Among the lines below, copy each one in which "word" appears.

(Collected data entries)
——————————
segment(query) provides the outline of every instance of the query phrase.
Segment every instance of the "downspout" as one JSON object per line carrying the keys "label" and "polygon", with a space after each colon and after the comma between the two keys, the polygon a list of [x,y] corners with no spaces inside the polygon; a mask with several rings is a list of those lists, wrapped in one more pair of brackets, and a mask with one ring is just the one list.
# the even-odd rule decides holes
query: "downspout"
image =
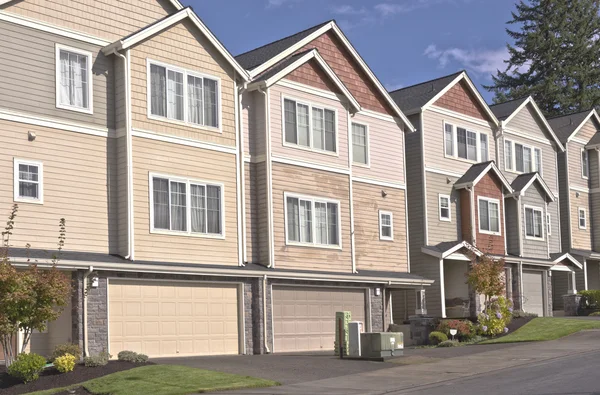
{"label": "downspout", "polygon": [[90,350],[88,349],[88,324],[87,324],[87,306],[88,306],[87,280],[93,271],[94,271],[94,267],[90,266],[83,275],[83,356],[85,356],[85,357],[90,356]]}
{"label": "downspout", "polygon": [[[352,141],[352,119],[350,117],[350,111],[348,111],[348,141]],[[349,170],[349,181],[350,181],[350,254],[352,258],[352,273],[356,271],[356,241],[354,238],[354,188],[352,181],[352,164],[354,162],[352,147],[348,144],[348,170]]]}
{"label": "downspout", "polygon": [[473,246],[477,246],[477,233],[475,231],[475,186],[471,186],[468,188],[469,195],[471,198],[471,244]]}
{"label": "downspout", "polygon": [[246,169],[245,169],[245,141],[244,141],[244,122],[243,122],[243,101],[242,95],[247,88],[247,83],[244,83],[241,87],[238,88],[238,108],[240,111],[239,115],[239,123],[240,123],[240,166],[242,173],[242,248],[243,248],[243,263],[244,265],[248,262],[248,232],[246,230]]}
{"label": "downspout", "polygon": [[268,241],[269,241],[269,263],[268,268],[275,267],[275,251],[273,246],[273,182],[272,182],[272,171],[273,166],[271,163],[271,120],[269,119],[269,102],[270,95],[268,88],[259,89],[259,92],[265,96],[265,167],[266,167],[266,178],[267,178],[267,222],[269,227]]}
{"label": "downspout", "polygon": [[519,257],[523,257],[523,207],[521,195],[517,197],[517,223],[519,224]]}
{"label": "downspout", "polygon": [[265,351],[271,353],[269,342],[267,340],[267,275],[263,276],[263,337],[265,339]]}
{"label": "downspout", "polygon": [[238,245],[238,266],[244,266],[244,246],[243,246],[243,230],[242,230],[242,221],[243,221],[243,215],[242,215],[242,195],[244,194],[244,191],[242,190],[242,178],[244,177],[244,175],[242,174],[242,160],[243,160],[243,151],[240,152],[241,150],[241,143],[240,143],[240,116],[239,116],[239,100],[237,98],[239,91],[238,91],[238,87],[237,87],[237,80],[236,80],[236,72],[233,72],[233,97],[234,97],[234,105],[233,105],[233,112],[234,112],[234,122],[235,122],[235,145],[236,145],[236,151],[235,151],[235,172],[236,172],[236,205],[237,205],[237,245]]}

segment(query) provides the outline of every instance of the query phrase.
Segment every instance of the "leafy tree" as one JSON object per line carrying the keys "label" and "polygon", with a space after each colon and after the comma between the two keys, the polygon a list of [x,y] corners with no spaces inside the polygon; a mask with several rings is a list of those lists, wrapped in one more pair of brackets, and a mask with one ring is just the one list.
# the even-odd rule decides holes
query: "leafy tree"
{"label": "leafy tree", "polygon": [[10,236],[17,212],[18,206],[14,205],[2,232],[0,248],[0,345],[7,366],[16,358],[12,345],[16,343],[17,332],[22,333],[22,343],[18,345],[22,353],[33,331],[45,331],[48,322],[61,315],[71,295],[69,277],[56,267],[65,242],[65,220],[60,220],[58,254],[52,257],[52,267],[40,270],[33,263],[27,269],[17,270],[9,258]]}
{"label": "leafy tree", "polygon": [[599,12],[598,0],[520,0],[507,67],[485,86],[494,102],[531,95],[550,116],[599,106]]}
{"label": "leafy tree", "polygon": [[494,297],[501,296],[504,293],[505,282],[503,274],[503,259],[494,259],[487,254],[476,257],[473,254],[471,269],[466,274],[467,284],[477,294],[484,296],[485,309],[489,307]]}

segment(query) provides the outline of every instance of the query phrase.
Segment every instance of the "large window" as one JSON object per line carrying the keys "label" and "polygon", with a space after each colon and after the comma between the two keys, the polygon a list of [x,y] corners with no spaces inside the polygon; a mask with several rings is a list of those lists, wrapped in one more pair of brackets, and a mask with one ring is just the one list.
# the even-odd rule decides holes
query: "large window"
{"label": "large window", "polygon": [[488,234],[500,234],[500,202],[497,199],[480,197],[479,231]]}
{"label": "large window", "polygon": [[223,236],[223,186],[151,176],[151,227],[190,235]]}
{"label": "large window", "polygon": [[340,204],[337,201],[285,194],[286,243],[340,246]]}
{"label": "large window", "polygon": [[43,203],[43,165],[41,162],[14,160],[14,201]]}
{"label": "large window", "polygon": [[153,117],[219,128],[220,81],[188,70],[148,63],[149,114]]}
{"label": "large window", "polygon": [[489,158],[488,136],[444,123],[444,153],[447,157],[485,162]]}
{"label": "large window", "polygon": [[525,206],[525,236],[534,239],[543,239],[544,213],[541,208]]}
{"label": "large window", "polygon": [[352,123],[352,160],[362,165],[369,163],[369,137],[366,125]]}
{"label": "large window", "polygon": [[56,45],[56,106],[92,113],[92,54]]}
{"label": "large window", "polygon": [[588,160],[588,152],[585,149],[581,150],[581,177],[588,178],[590,174],[590,165]]}
{"label": "large window", "polygon": [[389,211],[379,212],[379,239],[394,240],[394,215]]}
{"label": "large window", "polygon": [[284,135],[287,144],[337,152],[334,110],[284,99]]}
{"label": "large window", "polygon": [[450,221],[450,219],[451,219],[450,196],[449,195],[439,195],[439,203],[440,203],[440,221]]}
{"label": "large window", "polygon": [[530,145],[504,140],[504,169],[517,173],[542,173],[542,150]]}
{"label": "large window", "polygon": [[587,229],[587,210],[579,207],[579,229]]}

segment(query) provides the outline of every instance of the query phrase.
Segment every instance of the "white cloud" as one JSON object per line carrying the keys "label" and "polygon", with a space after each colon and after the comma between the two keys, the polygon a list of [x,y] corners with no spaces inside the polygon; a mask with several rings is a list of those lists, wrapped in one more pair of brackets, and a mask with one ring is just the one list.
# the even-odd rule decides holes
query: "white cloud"
{"label": "white cloud", "polygon": [[398,82],[390,82],[385,84],[385,89],[387,89],[388,92],[393,92],[402,88],[404,88],[404,84]]}
{"label": "white cloud", "polygon": [[437,60],[440,68],[449,63],[458,63],[461,67],[478,74],[495,74],[497,70],[506,70],[504,60],[509,58],[506,47],[498,49],[438,49],[434,44],[429,45],[423,55]]}
{"label": "white cloud", "polygon": [[348,4],[342,4],[331,8],[331,12],[336,15],[364,15],[367,9],[364,7],[356,8]]}

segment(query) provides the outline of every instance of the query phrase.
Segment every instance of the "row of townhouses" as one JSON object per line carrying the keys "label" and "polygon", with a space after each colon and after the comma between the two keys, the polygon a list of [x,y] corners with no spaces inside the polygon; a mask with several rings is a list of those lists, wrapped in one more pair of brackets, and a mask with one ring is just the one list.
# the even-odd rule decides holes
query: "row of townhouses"
{"label": "row of townhouses", "polygon": [[[48,354],[333,348],[469,317],[469,256],[550,316],[600,288],[600,118],[489,106],[464,72],[387,92],[334,21],[232,56],[177,0],[0,0],[10,258],[74,293]],[[25,248],[26,244],[31,248]]]}

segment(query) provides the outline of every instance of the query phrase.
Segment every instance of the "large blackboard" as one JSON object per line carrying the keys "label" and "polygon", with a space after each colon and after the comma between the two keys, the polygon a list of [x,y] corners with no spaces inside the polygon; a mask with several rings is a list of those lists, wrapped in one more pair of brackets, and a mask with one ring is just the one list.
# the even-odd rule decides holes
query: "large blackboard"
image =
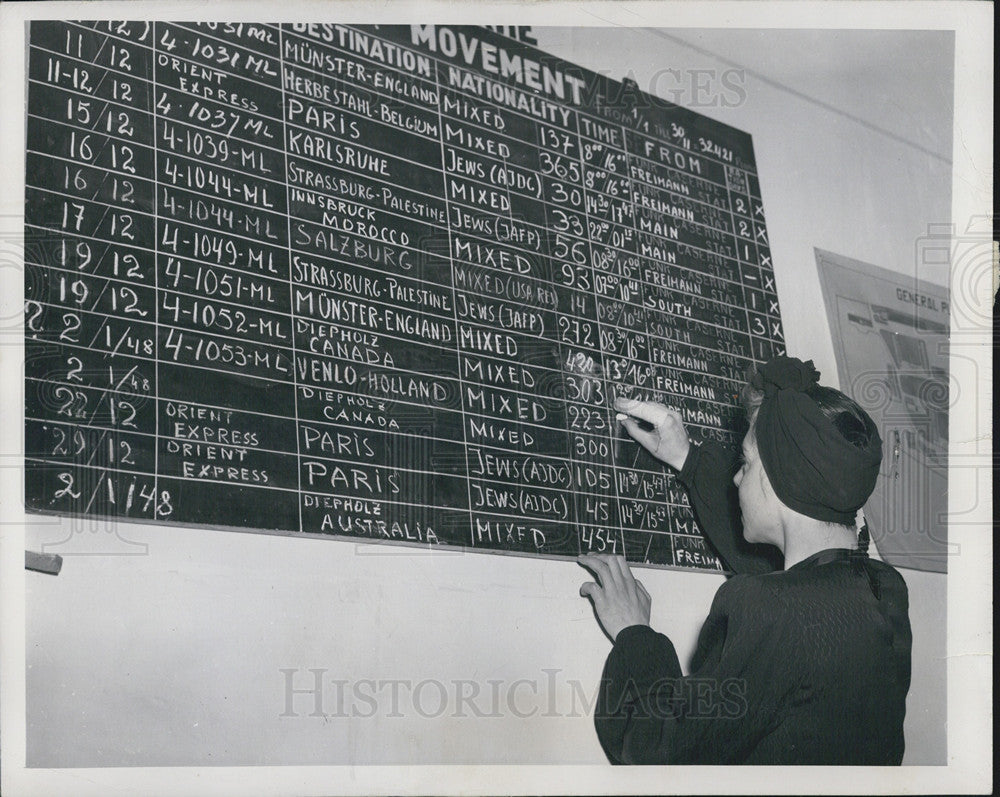
{"label": "large blackboard", "polygon": [[610,405],[782,351],[746,134],[441,26],[32,22],[27,110],[29,509],[718,568]]}

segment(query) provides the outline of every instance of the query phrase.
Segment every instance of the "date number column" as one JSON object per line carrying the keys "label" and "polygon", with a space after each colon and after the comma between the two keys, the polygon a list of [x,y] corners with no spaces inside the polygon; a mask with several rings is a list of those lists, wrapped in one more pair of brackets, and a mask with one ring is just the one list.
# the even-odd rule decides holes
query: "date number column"
{"label": "date number column", "polygon": [[149,26],[33,22],[25,195],[26,503],[172,515],[156,484]]}

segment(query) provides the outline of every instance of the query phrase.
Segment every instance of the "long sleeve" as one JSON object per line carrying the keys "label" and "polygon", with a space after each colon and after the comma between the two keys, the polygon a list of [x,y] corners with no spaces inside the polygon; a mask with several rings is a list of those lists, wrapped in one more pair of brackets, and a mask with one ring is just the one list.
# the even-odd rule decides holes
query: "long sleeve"
{"label": "long sleeve", "polygon": [[648,625],[633,625],[618,632],[615,646],[604,665],[598,693],[595,725],[597,738],[613,764],[634,763],[627,748],[651,747],[636,735],[643,730],[658,732],[656,723],[644,723],[650,715],[648,701],[658,688],[669,689],[681,677],[681,665],[673,643]]}
{"label": "long sleeve", "polygon": [[595,725],[616,764],[898,765],[910,683],[906,585],[846,549],[737,575],[683,676],[647,626],[618,634]]}
{"label": "long sleeve", "polygon": [[777,548],[743,539],[735,472],[735,452],[703,443],[691,446],[678,479],[687,487],[698,526],[727,570],[746,574],[780,570],[781,552]]}
{"label": "long sleeve", "polygon": [[[783,657],[760,587],[745,577],[719,590],[692,674],[681,676],[674,646],[648,626],[618,634],[605,664],[595,724],[615,764],[736,763],[771,729],[784,688]],[[745,607],[750,607],[748,612]],[[748,700],[770,694],[774,700]]]}

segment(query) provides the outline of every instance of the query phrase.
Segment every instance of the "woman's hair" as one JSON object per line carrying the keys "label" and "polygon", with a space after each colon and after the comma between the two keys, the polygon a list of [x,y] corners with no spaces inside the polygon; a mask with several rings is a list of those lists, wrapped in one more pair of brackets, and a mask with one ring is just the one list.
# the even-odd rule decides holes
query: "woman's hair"
{"label": "woman's hair", "polygon": [[[754,413],[760,409],[761,402],[764,400],[764,393],[750,384],[753,375],[754,369],[751,368],[747,375],[747,381],[740,389],[740,401],[746,410],[748,419],[753,418]],[[810,385],[806,388],[805,393],[816,402],[816,406],[830,419],[830,422],[847,442],[858,448],[865,448],[878,434],[878,429],[871,416],[850,396],[844,395],[835,388],[819,384]]]}

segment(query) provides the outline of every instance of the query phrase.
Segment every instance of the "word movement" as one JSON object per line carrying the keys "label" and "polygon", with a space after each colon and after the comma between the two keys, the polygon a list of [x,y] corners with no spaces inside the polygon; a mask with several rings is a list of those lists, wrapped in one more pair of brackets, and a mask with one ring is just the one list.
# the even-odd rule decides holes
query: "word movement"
——————————
_Response_:
Segment every instance of the "word movement" as one JSON object per line carrying the keys "label" and "polygon", with a space after each colon and after the comma between the two keys, the polygon a list of [x,y] corners with no spaces inside the polygon; a mask with several rings is a list of those lists, wrapped in one more pair of brackets, and a mask with one ring is just the one list.
query: "word movement"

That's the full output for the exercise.